Entries from an annotation dataset:
=-=-=-=-=

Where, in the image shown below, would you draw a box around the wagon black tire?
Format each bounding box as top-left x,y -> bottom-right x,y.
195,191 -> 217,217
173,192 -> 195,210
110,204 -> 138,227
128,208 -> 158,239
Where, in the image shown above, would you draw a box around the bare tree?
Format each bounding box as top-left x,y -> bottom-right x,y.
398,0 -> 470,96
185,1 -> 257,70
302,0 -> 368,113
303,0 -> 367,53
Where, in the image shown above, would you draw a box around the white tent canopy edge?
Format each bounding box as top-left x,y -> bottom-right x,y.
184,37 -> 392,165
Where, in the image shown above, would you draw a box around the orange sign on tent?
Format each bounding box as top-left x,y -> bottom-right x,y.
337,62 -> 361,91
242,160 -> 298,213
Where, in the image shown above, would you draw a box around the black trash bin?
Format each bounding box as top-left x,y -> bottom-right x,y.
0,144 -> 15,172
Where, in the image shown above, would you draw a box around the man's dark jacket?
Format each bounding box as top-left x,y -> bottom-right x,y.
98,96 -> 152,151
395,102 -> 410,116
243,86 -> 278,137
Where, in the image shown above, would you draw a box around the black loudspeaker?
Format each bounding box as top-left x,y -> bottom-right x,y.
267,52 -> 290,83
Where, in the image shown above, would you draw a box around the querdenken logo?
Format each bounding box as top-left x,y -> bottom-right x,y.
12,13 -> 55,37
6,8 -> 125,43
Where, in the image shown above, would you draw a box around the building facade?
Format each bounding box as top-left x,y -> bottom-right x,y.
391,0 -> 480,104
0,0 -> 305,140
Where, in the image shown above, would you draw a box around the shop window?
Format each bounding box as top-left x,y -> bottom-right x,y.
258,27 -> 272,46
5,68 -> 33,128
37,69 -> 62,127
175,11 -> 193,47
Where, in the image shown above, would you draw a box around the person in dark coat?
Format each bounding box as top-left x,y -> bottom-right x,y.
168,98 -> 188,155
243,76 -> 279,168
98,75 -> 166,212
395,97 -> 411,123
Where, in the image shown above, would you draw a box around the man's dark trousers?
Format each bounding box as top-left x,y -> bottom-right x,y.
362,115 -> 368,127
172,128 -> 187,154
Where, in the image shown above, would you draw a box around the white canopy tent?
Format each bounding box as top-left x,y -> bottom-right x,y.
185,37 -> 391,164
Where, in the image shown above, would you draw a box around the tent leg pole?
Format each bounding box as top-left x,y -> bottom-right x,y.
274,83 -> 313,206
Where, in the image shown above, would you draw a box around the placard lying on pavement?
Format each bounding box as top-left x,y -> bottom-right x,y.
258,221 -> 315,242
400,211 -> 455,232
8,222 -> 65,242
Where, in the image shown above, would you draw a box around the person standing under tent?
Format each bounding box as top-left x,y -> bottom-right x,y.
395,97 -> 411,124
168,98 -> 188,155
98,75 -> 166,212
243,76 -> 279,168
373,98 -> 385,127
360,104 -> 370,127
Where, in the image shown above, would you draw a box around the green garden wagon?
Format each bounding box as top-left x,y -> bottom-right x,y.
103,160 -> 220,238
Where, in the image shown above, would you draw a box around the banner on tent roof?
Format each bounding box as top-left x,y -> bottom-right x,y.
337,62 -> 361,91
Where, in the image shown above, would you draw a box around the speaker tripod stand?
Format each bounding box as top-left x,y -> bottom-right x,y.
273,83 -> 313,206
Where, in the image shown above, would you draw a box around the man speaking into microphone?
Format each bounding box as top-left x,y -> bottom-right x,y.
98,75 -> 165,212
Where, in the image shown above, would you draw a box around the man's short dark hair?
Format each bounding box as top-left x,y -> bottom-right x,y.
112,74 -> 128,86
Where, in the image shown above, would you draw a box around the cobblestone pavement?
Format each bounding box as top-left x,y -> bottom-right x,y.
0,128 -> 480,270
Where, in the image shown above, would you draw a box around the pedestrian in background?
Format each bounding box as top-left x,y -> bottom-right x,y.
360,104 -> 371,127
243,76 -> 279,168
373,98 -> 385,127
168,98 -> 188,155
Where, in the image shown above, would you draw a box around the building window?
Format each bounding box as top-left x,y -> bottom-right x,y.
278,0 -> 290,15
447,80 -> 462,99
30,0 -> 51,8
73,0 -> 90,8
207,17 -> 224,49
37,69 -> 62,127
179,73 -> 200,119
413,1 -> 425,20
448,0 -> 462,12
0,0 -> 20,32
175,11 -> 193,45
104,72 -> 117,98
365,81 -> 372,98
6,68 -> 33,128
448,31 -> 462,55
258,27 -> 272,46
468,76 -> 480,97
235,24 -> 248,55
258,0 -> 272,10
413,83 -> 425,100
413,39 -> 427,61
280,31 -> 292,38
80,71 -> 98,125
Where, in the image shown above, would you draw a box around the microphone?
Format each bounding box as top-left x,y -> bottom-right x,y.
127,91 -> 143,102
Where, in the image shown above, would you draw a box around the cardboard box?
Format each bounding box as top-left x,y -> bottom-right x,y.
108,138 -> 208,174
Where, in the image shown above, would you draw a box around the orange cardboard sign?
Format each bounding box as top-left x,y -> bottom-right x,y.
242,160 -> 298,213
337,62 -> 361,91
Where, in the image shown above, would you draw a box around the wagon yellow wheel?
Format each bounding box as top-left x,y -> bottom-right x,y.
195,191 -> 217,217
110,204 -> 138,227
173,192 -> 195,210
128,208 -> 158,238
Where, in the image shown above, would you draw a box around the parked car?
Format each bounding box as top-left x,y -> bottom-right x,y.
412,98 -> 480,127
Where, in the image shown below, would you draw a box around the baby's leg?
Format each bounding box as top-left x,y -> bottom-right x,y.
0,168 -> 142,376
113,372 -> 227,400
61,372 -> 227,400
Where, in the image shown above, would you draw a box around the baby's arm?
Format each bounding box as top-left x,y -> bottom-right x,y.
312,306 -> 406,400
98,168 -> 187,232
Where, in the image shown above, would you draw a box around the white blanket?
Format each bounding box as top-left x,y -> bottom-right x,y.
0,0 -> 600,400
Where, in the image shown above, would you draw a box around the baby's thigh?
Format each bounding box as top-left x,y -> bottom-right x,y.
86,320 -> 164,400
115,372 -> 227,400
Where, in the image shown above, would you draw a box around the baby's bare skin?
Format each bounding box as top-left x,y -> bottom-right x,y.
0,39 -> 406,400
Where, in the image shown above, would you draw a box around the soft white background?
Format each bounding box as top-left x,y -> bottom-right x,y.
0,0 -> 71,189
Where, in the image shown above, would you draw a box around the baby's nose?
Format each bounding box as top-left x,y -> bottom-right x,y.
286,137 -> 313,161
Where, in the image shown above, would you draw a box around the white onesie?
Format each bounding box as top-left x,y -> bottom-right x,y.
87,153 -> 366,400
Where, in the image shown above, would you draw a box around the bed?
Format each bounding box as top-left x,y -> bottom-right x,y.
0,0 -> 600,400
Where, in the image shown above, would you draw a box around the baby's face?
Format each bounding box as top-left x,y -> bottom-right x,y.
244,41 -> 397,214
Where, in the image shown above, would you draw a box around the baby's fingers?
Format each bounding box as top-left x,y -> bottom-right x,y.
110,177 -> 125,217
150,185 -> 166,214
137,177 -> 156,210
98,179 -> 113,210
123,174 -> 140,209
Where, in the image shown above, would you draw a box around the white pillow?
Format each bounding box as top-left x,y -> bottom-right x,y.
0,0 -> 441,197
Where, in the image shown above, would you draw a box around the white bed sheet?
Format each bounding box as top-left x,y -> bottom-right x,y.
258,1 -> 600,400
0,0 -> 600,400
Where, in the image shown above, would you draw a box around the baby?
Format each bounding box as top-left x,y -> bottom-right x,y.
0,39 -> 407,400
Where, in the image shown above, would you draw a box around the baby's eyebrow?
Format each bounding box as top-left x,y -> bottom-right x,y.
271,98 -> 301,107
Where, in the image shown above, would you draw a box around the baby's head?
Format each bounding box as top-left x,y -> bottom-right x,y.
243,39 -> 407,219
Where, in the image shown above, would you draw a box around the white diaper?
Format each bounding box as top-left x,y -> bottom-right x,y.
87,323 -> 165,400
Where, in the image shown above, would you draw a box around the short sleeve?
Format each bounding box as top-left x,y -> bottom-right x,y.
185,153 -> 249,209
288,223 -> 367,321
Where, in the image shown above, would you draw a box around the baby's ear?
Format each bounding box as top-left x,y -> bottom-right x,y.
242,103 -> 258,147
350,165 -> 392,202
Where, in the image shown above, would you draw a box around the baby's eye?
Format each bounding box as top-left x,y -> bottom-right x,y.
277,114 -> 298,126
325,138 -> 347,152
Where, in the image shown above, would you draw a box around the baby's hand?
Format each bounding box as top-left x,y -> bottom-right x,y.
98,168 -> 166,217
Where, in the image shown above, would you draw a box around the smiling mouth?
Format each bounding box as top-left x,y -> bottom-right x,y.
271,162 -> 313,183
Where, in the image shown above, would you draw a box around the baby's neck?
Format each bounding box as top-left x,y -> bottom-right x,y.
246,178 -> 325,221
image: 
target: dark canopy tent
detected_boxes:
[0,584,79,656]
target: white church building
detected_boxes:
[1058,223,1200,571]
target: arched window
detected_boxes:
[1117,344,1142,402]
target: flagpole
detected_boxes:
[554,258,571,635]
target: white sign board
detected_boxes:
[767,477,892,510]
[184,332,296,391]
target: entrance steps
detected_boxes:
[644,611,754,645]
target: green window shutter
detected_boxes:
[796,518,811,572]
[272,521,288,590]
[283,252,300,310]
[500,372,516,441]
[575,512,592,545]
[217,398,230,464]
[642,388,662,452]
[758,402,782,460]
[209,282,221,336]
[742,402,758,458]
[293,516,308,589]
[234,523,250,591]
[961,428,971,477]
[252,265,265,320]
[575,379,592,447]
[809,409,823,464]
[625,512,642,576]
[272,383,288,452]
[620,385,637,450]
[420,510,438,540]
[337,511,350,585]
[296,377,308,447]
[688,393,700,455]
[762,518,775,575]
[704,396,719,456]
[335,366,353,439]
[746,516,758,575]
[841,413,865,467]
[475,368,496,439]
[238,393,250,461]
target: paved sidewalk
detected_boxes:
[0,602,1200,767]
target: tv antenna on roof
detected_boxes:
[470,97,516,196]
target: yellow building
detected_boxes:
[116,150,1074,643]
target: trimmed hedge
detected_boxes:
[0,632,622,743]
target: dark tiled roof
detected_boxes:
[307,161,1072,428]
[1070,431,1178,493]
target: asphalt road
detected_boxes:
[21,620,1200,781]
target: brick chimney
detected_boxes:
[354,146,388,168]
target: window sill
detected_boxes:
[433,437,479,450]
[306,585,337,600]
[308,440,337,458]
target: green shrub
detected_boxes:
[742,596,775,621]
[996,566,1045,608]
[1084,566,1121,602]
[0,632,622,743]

=-=-=-=-=

Render the records as a Markdown table with the columns Row and Line, starting at the line that contains "the bare tree?" and ending after the line that contains "184,37 -> 392,165". Leave out blank lines.

| Row | Line |
|---|---|
| 1 | Where, in the image shown above, would you draw a box around the bare tree? |
| 2 | Format each bounding box as top-left x,y -> bottom-right x,y. |
| 3 | 398,0 -> 470,96 |
| 4 | 185,1 -> 257,70 |
| 5 | 302,0 -> 368,113 |
| 6 | 303,0 -> 367,53 |
| 7 | Where, in the image shown above, would you draw a box around the white tent canopy edge? |
| 8 | Format each bounding box as top-left x,y -> bottom-right x,y. |
| 9 | 184,37 -> 392,165 |